◆ **TASK INPUT**:
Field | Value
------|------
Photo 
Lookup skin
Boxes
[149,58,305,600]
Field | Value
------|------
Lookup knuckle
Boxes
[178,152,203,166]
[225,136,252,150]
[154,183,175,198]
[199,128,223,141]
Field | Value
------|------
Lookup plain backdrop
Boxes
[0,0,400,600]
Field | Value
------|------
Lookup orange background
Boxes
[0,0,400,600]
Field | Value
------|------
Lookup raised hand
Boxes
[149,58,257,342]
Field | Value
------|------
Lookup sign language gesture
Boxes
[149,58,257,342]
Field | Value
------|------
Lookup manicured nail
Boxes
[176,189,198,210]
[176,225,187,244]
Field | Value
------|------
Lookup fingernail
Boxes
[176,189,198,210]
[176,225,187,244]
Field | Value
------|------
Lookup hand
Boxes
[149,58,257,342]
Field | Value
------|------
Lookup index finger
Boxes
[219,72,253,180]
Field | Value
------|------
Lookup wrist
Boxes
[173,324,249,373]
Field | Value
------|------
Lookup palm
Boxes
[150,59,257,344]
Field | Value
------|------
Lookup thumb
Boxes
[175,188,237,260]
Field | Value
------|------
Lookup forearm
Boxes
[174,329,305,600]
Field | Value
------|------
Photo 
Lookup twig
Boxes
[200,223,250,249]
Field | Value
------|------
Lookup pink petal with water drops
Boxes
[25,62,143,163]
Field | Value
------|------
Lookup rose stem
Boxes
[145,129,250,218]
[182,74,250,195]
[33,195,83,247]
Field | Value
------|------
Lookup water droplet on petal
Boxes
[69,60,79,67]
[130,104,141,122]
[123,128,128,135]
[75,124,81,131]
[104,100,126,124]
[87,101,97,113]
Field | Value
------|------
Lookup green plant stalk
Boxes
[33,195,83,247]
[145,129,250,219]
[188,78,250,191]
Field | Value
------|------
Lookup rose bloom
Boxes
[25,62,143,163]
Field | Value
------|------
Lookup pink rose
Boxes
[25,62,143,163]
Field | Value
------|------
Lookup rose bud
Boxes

◆ **INSTRUCTION**:
Every line above needs to be retyped exactly.

◆ **EXERCISE RESULT**:
Field | Value
------|------
Photo 
Lookup skin
Boxes
[149,58,305,600]
Field | Value
------|------
Lookup knuckle
Boxes
[178,152,203,166]
[225,136,252,150]
[154,183,175,198]
[199,128,223,141]
Field | Value
------|------
Lookup plain backdrop
Boxes
[0,0,400,600]
Field | Value
------|------
Lookup orange background
Boxes
[0,0,400,600]
Field | Value
------|------
Lookup raised hand
Boxes
[149,58,257,342]
Field | Value
------|------
Lookup sign language gesture
Boxes
[149,58,257,342]
Field | Value
------|------
Lookup manicured nail
Boxes
[176,189,198,210]
[176,225,187,244]
Field | Value
------|------
Lookup fingernail
Boxes
[176,189,198,210]
[176,225,187,244]
Field | Value
------|------
Lookup hand
Boxes
[149,58,257,342]
Field | Value
------|------
Lookup index finger
Boxes
[219,72,253,180]
Field | Value
------|------
Lookup wrist
Boxes
[173,324,249,373]
Field | Value
------|------
Lookup palm
Boxes
[150,59,257,344]
Field | Value
------|------
Lookup thumb
Boxes
[175,188,237,260]
Field | Value
------|------
Lookup forearm
Boxes
[174,329,305,600]
Field | Value
------|------
Photo 
Lookup twig
Boxes
[200,223,250,249]
Field | Value
------|------
Lookup pink petal with water drops
Boxes
[25,62,143,163]
Field | Value
------|------
Lookup rose stem
Boxes
[145,129,250,218]
[182,74,250,195]
[33,195,83,247]
Field | Value
------|------
Lookup water droplet on petal
Boxes
[69,60,79,67]
[130,104,141,122]
[123,128,128,135]
[75,124,81,131]
[104,100,126,124]
[87,101,97,113]
Field | Value
------|------
Lookup green plant stalk
Boxes
[33,195,83,247]
[145,129,250,219]
[188,78,250,191]
Field | Value
------|------
Lookup rose bloom
Boxes
[25,62,143,163]
Field | Value
------|------
Lookup pink rose
Boxes
[25,62,143,163]
Field | Value
------|------
Lookup rose bud
Boxes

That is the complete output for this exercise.